Data section start

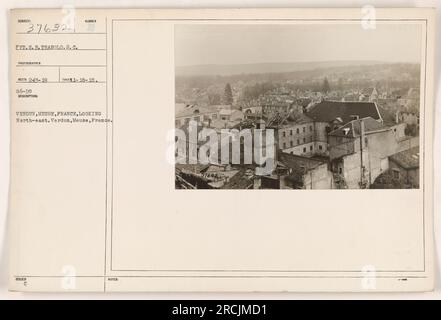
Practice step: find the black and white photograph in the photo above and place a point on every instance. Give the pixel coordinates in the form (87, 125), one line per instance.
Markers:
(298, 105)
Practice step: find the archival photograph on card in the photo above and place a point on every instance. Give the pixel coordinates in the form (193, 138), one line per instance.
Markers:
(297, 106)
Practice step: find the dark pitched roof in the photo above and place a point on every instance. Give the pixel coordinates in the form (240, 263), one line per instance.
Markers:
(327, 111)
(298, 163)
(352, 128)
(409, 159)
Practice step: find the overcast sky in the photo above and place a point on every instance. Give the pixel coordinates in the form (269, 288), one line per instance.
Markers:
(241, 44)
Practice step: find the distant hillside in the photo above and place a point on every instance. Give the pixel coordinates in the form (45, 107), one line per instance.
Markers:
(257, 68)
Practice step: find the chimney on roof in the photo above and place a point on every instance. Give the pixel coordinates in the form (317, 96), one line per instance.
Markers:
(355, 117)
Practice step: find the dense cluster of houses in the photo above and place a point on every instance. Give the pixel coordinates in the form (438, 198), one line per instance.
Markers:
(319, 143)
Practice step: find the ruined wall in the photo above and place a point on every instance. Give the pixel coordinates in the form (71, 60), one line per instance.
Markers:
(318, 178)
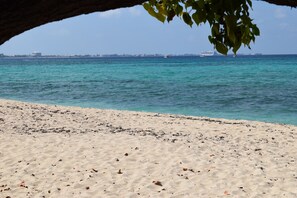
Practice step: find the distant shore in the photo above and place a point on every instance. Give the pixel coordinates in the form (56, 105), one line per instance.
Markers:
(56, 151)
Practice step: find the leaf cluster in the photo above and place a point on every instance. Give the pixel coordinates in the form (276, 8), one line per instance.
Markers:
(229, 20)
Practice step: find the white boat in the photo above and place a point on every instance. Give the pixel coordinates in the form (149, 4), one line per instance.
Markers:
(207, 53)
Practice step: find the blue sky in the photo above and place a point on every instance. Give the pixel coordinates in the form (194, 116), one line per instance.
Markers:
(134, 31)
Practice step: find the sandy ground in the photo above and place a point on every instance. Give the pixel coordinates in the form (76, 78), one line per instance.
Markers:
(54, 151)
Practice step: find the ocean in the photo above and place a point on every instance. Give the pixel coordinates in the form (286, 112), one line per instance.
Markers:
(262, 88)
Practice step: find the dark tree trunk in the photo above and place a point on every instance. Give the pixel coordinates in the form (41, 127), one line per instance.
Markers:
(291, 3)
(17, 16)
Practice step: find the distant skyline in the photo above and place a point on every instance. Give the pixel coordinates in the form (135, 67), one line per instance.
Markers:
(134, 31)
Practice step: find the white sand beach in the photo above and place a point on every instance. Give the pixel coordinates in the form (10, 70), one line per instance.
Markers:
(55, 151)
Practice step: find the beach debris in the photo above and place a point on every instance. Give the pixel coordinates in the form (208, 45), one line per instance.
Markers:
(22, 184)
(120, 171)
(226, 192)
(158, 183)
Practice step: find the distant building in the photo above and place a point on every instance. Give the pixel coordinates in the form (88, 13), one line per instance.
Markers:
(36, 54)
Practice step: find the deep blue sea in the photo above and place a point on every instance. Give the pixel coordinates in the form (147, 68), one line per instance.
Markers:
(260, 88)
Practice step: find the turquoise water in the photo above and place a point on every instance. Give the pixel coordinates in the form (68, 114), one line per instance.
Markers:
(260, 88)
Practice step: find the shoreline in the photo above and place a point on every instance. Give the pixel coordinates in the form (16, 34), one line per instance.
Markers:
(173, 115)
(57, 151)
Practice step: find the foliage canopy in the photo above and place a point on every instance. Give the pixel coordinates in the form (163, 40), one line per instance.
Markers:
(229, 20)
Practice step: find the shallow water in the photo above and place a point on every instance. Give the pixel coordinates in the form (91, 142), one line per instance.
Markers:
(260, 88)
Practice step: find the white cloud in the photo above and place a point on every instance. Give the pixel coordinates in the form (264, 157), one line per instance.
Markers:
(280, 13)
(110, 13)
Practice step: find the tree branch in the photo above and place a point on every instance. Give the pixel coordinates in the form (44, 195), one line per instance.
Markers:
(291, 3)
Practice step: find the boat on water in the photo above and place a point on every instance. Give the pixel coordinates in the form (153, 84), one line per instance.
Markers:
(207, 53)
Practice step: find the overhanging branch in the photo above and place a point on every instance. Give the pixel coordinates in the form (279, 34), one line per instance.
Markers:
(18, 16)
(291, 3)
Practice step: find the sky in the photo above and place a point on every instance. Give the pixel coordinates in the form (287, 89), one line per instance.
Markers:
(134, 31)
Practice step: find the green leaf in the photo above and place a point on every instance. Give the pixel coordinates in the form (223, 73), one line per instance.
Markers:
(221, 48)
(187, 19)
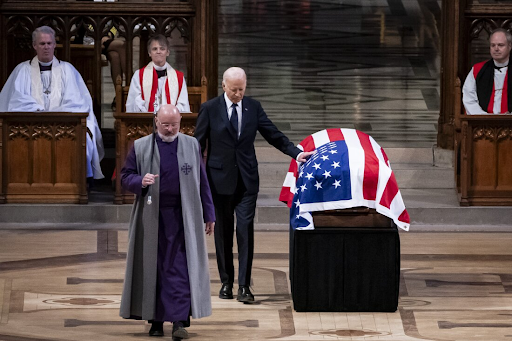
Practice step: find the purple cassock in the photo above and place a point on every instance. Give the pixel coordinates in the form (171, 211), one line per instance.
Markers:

Data section end

◆ What the task requires:
Give back the data exactly, with no images.

◆ Response to this exercise:
Practice step: find the black and white photograph in the photo above and place a point on every instance. Give the pixel coordinates in the form (87, 125), one line per instance.
Markers:
(298, 105)
Practice step: find the archival photograph on card in the photo above and place a point on every instance. Give the pixel coordinates in the form (193, 138), one line per instance.
Markers:
(297, 106)
Practice step: find the dark pitched roof in the photo above and place a point on every instance. Give the pixel coordinates in the form (240, 263), one line per instance.
Markers:
(327, 111)
(298, 163)
(352, 128)
(409, 159)
Practice step: find the overcast sky in the photo above and place a point on every instance. Give the pixel coordinates in the form (269, 288), one line per instance.
Markers:
(241, 44)
Practice step: find the distant hillside in the photo above and place a point on every instance. Give the pixel coordinates in the form (45, 107), one line per instance.
Markers:
(257, 68)
Practice step: find the chimney on roof in the photo above and place a point on every instance. Give the pixel coordinates in the form (317, 96), one line per instance.
Markers:
(355, 117)
Practice step: find the dense cluster of houses in the photo above and place a point on every instance. Give the pixel coordinates in the form (438, 198), one line per instance.
Markers:
(319, 143)
Practice step: find the ruined wall in the photo above and place a point on every instance. Give the pixel coordinates in the form (71, 60), one line per instance.
Markers:
(318, 178)
Practice step: find the distant shore in the photo above and place a point on every instance. Give the pixel coordinates in the form (56, 105), one line per instance.
Markers:
(56, 151)
Practice step: find the leaf cluster in the photo above and place a point on every instance. Give the pixel coordinates in the form (276, 8), one line per instance.
Markers:
(229, 20)
Practice step: find the white boat in the photo above and place a point on every instance. Give the pixel coordinates in the form (149, 4), one line per instance.
Markers:
(207, 53)
Practice step: find the blue sky in the photo above and place a point on every instance. Give the pixel coordinates in the form (194, 116), one line per instance.
Markers:
(134, 31)
Practice step: find the sandy ground in the photo above and place a point on every instance. Give the pixel coordinates in the form (76, 78), one line per instance.
Markers:
(54, 151)
Practice step: find the ocean in the photo above and place a point on every instance. Give the pixel coordinates in the form (286, 112), one line per instance.
Markers:
(262, 88)
Practice step: find the dark tree trunk in the photo above and place a point on every instance. Give the pixel coordinates in the form (41, 127), one line per instance.
Markers:
(291, 3)
(17, 16)
Practice step: find the distant skyline in the photo above and place a point on every instance. Give the pixel coordinates in the form (135, 67), one line per instance.
Markers:
(134, 31)
Practice step: find the white sand beach in the photo above and place a point on every instance. Give the pixel coordinates in the form (10, 70), one line per instance.
Markers:
(55, 151)
Practice step: find the beach debris in the photo above and place a point on every instance. Give the pixel coordinates in the form (208, 45), one line per instance.
Markers:
(22, 184)
(120, 171)
(226, 192)
(158, 183)
Practice step: find the distant building in the photo above and place a point on every instance. Give the pixel coordinates in the form (88, 13), one line per instance.
Markers:
(36, 54)
Practice step: find the deep blue sea in the photo above and place a point on every instance. Give the pixel coordinates in the form (147, 68), one line per instance.
Markers:
(260, 88)
Practice step: find the turquoise water in the photo above and place a point on every instance. Give the pixel coordinates in the form (68, 114), one line per instance.
Markers:
(260, 88)
Practice step: find the shoreline in the photo above and place a point on every instance. Give the pixel coordinates in the form (16, 34), one line per instance.
Markers:
(173, 115)
(57, 151)
Practice step: find the foliage canopy in the photo above and place a point on every instance. Give the pixel coordinates in the form (163, 40), one line per instance.
Markers:
(229, 20)
Practice step: find the shallow water in the photo above and place a point on every instance. Give the pixel coordinates in the form (91, 142), one line per instance.
Markers:
(260, 88)
Practice step: find the white cloud in the photo above and place a point on every instance. Give the pixel coordinates in the form (264, 157), one line per instance.
Markers:
(280, 13)
(110, 13)
Practice step: find the tree branch in the photo above and place a point on every instance. Give the pixel coordinates in the form (44, 195), one line per instance.
Markers:
(291, 3)
Practice step: find the boat on water in the photo above and place a point on every instance. Give the pixel coordinates in the form (153, 84), one line per instance.
Markers:
(207, 53)
Practice step: find the overhanging branch in the photo above and place a point on every instance. Give the pixel coordinates in the form (279, 34), one line per instance.
Markers:
(18, 16)
(291, 3)
Practice step: find the sky in the photo above and place a point on every instance. Give the pixel coordinates in the form (287, 89), one line per instance.
Markers:
(134, 31)
Practice step: find the green leaf in the photo above and place a point on every instance. Give the pixel coordinates in the form (223, 73), one line per instance.
Markers:
(221, 48)
(187, 19)
Practice step: find the purple cassock in the photo above and place a point on every instance. Give the pixel coordinates in the form (171, 211), one line per instance.
Markers:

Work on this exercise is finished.